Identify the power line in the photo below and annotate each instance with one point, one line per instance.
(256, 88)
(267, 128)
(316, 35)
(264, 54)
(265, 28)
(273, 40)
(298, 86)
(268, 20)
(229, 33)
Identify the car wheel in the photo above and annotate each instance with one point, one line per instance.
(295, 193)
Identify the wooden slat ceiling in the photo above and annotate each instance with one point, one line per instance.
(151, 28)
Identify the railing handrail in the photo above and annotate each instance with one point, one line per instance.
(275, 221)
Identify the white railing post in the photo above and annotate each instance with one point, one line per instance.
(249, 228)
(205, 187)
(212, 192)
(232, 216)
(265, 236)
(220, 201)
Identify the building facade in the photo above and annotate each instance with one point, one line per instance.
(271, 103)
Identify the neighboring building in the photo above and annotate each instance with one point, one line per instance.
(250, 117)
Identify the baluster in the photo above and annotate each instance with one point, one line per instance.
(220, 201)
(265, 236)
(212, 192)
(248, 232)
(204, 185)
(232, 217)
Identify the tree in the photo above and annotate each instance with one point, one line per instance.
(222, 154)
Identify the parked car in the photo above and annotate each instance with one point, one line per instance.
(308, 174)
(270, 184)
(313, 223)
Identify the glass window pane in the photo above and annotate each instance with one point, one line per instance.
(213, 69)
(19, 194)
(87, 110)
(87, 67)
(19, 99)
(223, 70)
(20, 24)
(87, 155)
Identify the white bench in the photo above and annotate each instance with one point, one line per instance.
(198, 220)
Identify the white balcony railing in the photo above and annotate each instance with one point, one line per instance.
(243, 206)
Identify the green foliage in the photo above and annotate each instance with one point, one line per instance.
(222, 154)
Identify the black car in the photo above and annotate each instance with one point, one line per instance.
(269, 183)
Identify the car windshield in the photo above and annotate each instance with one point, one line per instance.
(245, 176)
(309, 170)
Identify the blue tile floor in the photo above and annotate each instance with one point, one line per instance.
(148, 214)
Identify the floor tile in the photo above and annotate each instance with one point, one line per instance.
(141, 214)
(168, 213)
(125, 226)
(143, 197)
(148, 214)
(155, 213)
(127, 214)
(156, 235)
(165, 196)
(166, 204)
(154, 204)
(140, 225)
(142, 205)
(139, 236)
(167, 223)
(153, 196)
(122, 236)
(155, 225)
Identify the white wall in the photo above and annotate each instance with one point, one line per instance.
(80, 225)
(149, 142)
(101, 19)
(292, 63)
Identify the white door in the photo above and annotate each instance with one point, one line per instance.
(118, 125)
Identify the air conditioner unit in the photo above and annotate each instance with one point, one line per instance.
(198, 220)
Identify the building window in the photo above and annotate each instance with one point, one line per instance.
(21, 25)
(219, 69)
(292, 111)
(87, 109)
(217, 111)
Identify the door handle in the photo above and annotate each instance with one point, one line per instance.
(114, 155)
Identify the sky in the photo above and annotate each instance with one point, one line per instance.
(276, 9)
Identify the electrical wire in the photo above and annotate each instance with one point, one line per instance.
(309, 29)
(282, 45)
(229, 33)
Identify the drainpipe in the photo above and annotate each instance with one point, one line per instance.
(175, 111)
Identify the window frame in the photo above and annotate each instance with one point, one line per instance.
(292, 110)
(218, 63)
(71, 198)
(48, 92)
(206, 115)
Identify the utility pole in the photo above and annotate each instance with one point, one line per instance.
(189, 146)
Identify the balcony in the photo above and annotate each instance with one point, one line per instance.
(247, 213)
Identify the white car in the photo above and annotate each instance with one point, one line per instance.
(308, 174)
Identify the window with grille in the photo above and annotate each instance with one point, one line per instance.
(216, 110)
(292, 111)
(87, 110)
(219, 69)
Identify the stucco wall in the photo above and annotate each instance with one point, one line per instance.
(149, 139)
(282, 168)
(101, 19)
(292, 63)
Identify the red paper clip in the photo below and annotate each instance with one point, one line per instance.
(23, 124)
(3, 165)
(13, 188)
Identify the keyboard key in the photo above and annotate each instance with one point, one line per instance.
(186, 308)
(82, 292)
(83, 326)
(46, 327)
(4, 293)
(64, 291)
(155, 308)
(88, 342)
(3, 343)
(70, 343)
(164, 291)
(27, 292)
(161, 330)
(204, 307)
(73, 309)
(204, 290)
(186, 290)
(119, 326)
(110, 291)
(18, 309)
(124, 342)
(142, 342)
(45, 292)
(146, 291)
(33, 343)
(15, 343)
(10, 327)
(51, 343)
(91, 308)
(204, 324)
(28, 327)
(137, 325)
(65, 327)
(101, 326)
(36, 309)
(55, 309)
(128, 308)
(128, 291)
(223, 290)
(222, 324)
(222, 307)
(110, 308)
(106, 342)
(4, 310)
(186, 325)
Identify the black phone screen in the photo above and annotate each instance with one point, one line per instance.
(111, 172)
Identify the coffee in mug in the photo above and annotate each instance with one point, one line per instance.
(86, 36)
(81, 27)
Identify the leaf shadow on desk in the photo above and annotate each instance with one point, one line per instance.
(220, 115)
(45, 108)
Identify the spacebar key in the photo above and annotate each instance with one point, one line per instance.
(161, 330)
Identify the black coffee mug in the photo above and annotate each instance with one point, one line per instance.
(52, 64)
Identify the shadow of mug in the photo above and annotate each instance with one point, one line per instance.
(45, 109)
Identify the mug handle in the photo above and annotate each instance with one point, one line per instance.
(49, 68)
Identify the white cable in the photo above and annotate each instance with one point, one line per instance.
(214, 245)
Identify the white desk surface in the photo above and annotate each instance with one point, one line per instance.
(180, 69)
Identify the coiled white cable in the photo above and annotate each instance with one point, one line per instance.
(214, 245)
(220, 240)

* _What this task involves_: Copy the material above verbatim.

* _Response_:
Identify the power line in the photo below and annotate each instance with one point, one line per instance.
(256, 88)
(267, 128)
(316, 35)
(264, 54)
(265, 28)
(273, 40)
(298, 86)
(268, 20)
(229, 33)
Identify the car wheel in the photo above and annotate each instance with one point, one line per instance.
(295, 193)
Identify the wooden slat ceiling in the photo above and annotate each instance with one point, one line per instance.
(151, 28)
Identify the railing handrail in the photo above and annotate each instance with one point, one line per instance.
(275, 221)
Identify the white railing post in the photo above and annotate each instance with one point, one line per instance.
(249, 228)
(205, 187)
(212, 192)
(232, 216)
(265, 236)
(220, 201)
Identify the building facade in the photo above and annotate each instance with one point, one line per instance.
(271, 103)
Identify the neighboring building in the photo above and annotate each instance with one point, one line per instance.
(250, 117)
Identify the baluster in the photo above and annotate each instance with one point, one line per instance.
(220, 201)
(265, 236)
(212, 192)
(248, 232)
(204, 185)
(232, 217)
Identify the tree in the photo above and annotate each instance with one point, one line per instance.
(222, 154)
Identify the parked car in the photo above and annotate each instance with one point, one line per instance.
(308, 174)
(270, 184)
(313, 223)
Identify the glass window pane in the photo above and annotate each instance with one point, one line per instance.
(213, 69)
(19, 194)
(87, 110)
(87, 67)
(19, 99)
(223, 70)
(20, 24)
(87, 155)
Identify the white bench in the photo above and annotate each instance with one point, one line per instance.
(198, 220)
Identify the white balcony railing in the photo above and annotate each instance with one point, one line per instance.
(243, 206)
Identify the green foliage in the photo above and annotate each instance with one point, one line per instance.
(222, 154)
Identify the black car in the photo above and annotate each instance with one point, one line per instance.
(269, 183)
Identify the car windshield in the photo above and annotate each instance with one point, one line per instance.
(245, 176)
(309, 170)
Identify the blue tile floor in the photo above and annotate each instance with one point, one line per instance.
(148, 214)
Identify the floor tile in the photo above and annotate each instance with one point, one line per instance.
(141, 214)
(168, 213)
(125, 226)
(143, 197)
(148, 214)
(155, 213)
(127, 214)
(156, 235)
(165, 196)
(166, 204)
(154, 204)
(140, 225)
(142, 205)
(139, 236)
(167, 223)
(153, 196)
(122, 236)
(155, 225)
Identify the white wall in the photo above and annotate each instance with one point, one line per instance.
(80, 225)
(149, 142)
(101, 19)
(292, 63)
Identify the white door in the photo above and annotate each instance with one point, one line per instance.
(118, 125)
Identify the air conditioner unit in the photo above and annotate each instance with one point, one line per instance.
(198, 220)
Identify the building window in the photo above and annotate each instance with one point, one line per instance.
(21, 25)
(219, 69)
(292, 111)
(87, 109)
(217, 111)
Identify the door handle in the photo above and annotate each instance with one point, one line per instance.
(114, 155)
Identify the sky in the photo above and annotate each instance with one point, one line per instance.
(276, 9)
Identify the electrical wire in the photo above and annotate each instance with one point, one line per instance.
(309, 29)
(282, 45)
(229, 33)
Identify the drainpipe in the photo above and annotate each instance with one point, one line per instance.
(175, 111)
Identify the window frame in the photo above and annotate each instance with one point, one line per instance.
(292, 110)
(218, 63)
(71, 198)
(48, 92)
(206, 115)
Identify the utility pole in the photo above and annotate each instance with one point, one line per instance.
(189, 146)
Identify the balcony in the photo above and annotate each instance with one point, one line per instance.
(247, 213)
Identify the white car in the photo above and annotate each instance with one point, one line per instance.
(308, 174)
Identify the window with grille in the photo above and annotate each instance with one point, one line per instance.
(216, 110)
(292, 111)
(87, 110)
(219, 69)
Identify the stucco wall in the photo above and annotate each instance with one point, one line per instance.
(149, 139)
(282, 168)
(101, 19)
(292, 63)
Identify the red paper clip in the photo below and annotate each instance with one point, one line per instance.
(23, 124)
(3, 165)
(13, 188)
Identify the keyboard key in the photo above and annotate each instance with one point, one line per instance.
(186, 308)
(82, 292)
(83, 326)
(46, 327)
(4, 293)
(64, 291)
(155, 308)
(88, 342)
(3, 343)
(70, 343)
(164, 291)
(27, 292)
(161, 330)
(204, 307)
(73, 309)
(204, 290)
(186, 290)
(119, 326)
(110, 291)
(18, 309)
(124, 342)
(142, 342)
(45, 292)
(146, 291)
(33, 343)
(15, 343)
(10, 327)
(51, 343)
(91, 308)
(204, 324)
(28, 327)
(137, 325)
(65, 327)
(101, 326)
(36, 309)
(55, 309)
(128, 308)
(128, 291)
(223, 290)
(222, 324)
(222, 307)
(110, 308)
(106, 342)
(4, 310)
(186, 325)
Identify the black phone screen in the photo above and annotate each instance with one point, one line per instance.
(111, 172)
Identify the coffee in mug in the photo above and annotate each instance with one point, one line per instance.
(86, 36)
(81, 27)
Identify the leaf shadow on desk in the photo above and annotate each instance with one point, one line per instance.
(220, 115)
(45, 108)
Identify the spacebar key in the photo above and annotate each instance with one point, one line per instance.
(161, 330)
Identify the black coffee mug in the photo above and annotate each instance with one point, one line per instance.
(52, 64)
Identify the shadow of mug in the photo above and annotate each instance with one point, one line per instance.
(45, 109)
Identify the mug handle in the photo above and annotate each instance with one point, one line per instance.
(49, 68)
Identify the white cable in the photo above and annotate each instance with one point, one line per instance.
(214, 245)
Identify the white desk surface in the photo above and annotate each instance with one point, one line per instance.
(180, 69)
Identify the coiled white cable in the photo above and annotate each instance with one point, one line per instance.
(214, 245)
(220, 240)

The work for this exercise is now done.